Task list:
1. Reproduce the Tampa Bay economic development passage word for word, from "Ernst & Young" to "for Tampa Bay.", inclusive.
2. In the Tampa Bay economic development passage, which firm submitted a report in 2020 recommending a business model for a regional economic development organization?
3. Write what comes next in the Tampa Bay economic development passage, picking up after its final sentence.

Start of Source passage

The release of the 2020 Regional Competitiveness Report (RCR) pointed to signs of growth in Tampa Bay, including a number one ranking in net migration and a top five ranking in job growth and business establishment start rates. But persistently low rankings across a range of critical indicators – including gross regional product per capita (#20), average wage (#19), median household income (#20), labor force participation (#20), educational attainment (#19) and poverty rate (#17) – left many Tampa Bay leaders questioning what could be done to change this dynamic and improve the region’s performance versus that of its competitors.
In many ways, our region has an equal – if not stronger – base of assets when compared to the 19 communities benchmarked in the RCR. But Tampa Bay’s lack of a regional economic development strategy, or a regional organization to implement it, differentiates it from the other markets.
In 2016, the Partnership convened the primary Economic Development Organizations (EDOs) from seven Tampa Bay counties and, together, hired Avalanche Consulting to develop recommendations for a new regional economic development model. At the time, the organizations agreed to join forces and unite their resources to create a renewed path forward for regionalism in Tampa Bay. However, the plan faltered and was ultimately shelved due to lack of support.
Under the leadership of Chad Loar (PNC Bank), the Partnership facilitated a series of meetings with regional business leaders after the release of the 2020 RCR, to explore the development of a more regional approach to economic development in Tampa Bay.
Ernst & Young (EY) was hired to research best practices and regional economic development models. In 2020, EY submitted its comprehensive report, including a recommended business model for a regional economic development organization for Tampa Bay.
Key findings from the report include:
- During a time when many of the nation’s highest-performing areas have organized new or stronger regional economic development programs backed by data-driven strategic plans, the Tampa Bay region has continued to fund county-level economic development entities each with its own strategy and marketing program.

End of Source passage
Start of Source material

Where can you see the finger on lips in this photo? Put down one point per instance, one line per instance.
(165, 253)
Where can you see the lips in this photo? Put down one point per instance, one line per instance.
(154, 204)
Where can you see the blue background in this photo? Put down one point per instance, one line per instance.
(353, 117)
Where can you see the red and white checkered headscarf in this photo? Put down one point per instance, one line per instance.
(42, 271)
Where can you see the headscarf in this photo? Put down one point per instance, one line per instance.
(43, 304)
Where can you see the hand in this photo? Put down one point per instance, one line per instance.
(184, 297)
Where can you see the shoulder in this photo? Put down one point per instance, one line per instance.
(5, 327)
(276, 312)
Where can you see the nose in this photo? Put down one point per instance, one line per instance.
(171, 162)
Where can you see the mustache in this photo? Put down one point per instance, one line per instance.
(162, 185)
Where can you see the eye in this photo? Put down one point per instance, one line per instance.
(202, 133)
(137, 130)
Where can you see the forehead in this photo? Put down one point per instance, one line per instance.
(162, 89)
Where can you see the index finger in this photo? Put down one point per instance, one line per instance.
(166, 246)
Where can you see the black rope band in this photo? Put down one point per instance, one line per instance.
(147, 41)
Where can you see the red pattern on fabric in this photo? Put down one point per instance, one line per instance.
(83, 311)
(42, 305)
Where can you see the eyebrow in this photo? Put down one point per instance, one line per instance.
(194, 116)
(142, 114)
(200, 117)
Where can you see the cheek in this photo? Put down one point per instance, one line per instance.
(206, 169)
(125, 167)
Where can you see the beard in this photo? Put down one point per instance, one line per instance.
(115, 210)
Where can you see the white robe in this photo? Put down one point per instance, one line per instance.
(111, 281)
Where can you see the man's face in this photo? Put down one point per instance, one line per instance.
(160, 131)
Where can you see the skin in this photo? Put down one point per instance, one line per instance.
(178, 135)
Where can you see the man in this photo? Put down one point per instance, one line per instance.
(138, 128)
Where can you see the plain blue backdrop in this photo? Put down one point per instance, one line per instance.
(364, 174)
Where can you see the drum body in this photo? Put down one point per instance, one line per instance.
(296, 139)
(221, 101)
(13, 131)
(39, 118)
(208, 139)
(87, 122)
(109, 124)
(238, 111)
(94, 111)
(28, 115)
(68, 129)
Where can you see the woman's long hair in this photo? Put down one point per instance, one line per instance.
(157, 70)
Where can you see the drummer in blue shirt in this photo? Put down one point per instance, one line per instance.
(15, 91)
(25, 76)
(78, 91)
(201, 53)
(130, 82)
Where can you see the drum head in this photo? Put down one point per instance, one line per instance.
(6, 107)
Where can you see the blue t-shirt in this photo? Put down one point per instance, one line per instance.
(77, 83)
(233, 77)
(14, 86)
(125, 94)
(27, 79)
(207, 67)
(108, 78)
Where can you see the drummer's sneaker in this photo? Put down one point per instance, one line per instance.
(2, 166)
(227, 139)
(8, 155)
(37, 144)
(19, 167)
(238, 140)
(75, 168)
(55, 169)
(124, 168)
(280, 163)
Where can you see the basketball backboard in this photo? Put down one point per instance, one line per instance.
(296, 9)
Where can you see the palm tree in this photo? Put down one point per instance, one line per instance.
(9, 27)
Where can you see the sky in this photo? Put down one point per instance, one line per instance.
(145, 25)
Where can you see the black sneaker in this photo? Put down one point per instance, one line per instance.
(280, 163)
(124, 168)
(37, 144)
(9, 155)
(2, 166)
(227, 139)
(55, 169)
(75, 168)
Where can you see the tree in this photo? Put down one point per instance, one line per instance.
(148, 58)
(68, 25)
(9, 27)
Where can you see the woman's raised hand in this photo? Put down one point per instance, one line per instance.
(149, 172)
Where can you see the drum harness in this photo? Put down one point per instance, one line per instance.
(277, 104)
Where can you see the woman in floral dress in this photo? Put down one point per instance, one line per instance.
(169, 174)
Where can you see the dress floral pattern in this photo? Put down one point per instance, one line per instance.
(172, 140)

End of Source material

Results for each task:
1.
Ernst & Young (EY) was hired to research best practices and regional economic development models. In 2020, EY submitted its comprehensive report, including a recommended business model for a regional economic development organization for Tampa Bay.

2. Ernst & Young (EY)

3.
- In the wake of the pandemic, the need to rethink the region’s economic development structure and strategy has become even more important. Industry experts believe that companies may look to move headquarters and operations from large and dense tier-one cities to less-populated and less-dense tier-two metro areas, such as Tampa Bay and its peer communities in the Regional Competitiveness Report. These tier-two metros will compete intensely with each other for the new capital investment and jobs, and each community will have to put its best foot forward. Companies in the site selection process hold regional collaboration high on the criteria list because it signals a community that knows how to organize itself to overcome challenges.
- Finally, the private and public sector organizations that traditionally support economic development organizations are, for the most part, operating with reduced budgets, scrutinizing their expenses and demanding that their investments in these community activities and organizations are made as efficiently as possible.
In parallel with the development of the EY report, economic development practitioners in Hillsborough, Pinellas and Pasco engaged in their own discussions, looking to strengthen an existing regional initiative, Global Tampa Bay, and expand its current Memorandum of Understanding (MOU) from its international activities to include domestic business recruitment.
The Partnership engaged Michael Langley, the former CEO of Greater MSP (Minneapolis-St. Paul), to assess the effectiveness of the proposed MOU. Langley came away from his meetings impressed by the quality of the work and the opportunity that an expanded Global Tampa Bay represents in terms of its future growth and development into a more robust regional EDO structure. Through a formal report, Langley advised the business leaders to encourage the three counties to resolve any issues that remain with the MOU, sign it and get to work.
While the Partnership has not taken any official action on the reports and recommendations presented above, this work is made available to the public to better inform the region’s leaders as they pursue the most effective and productive approach to our region’s economic development strategy.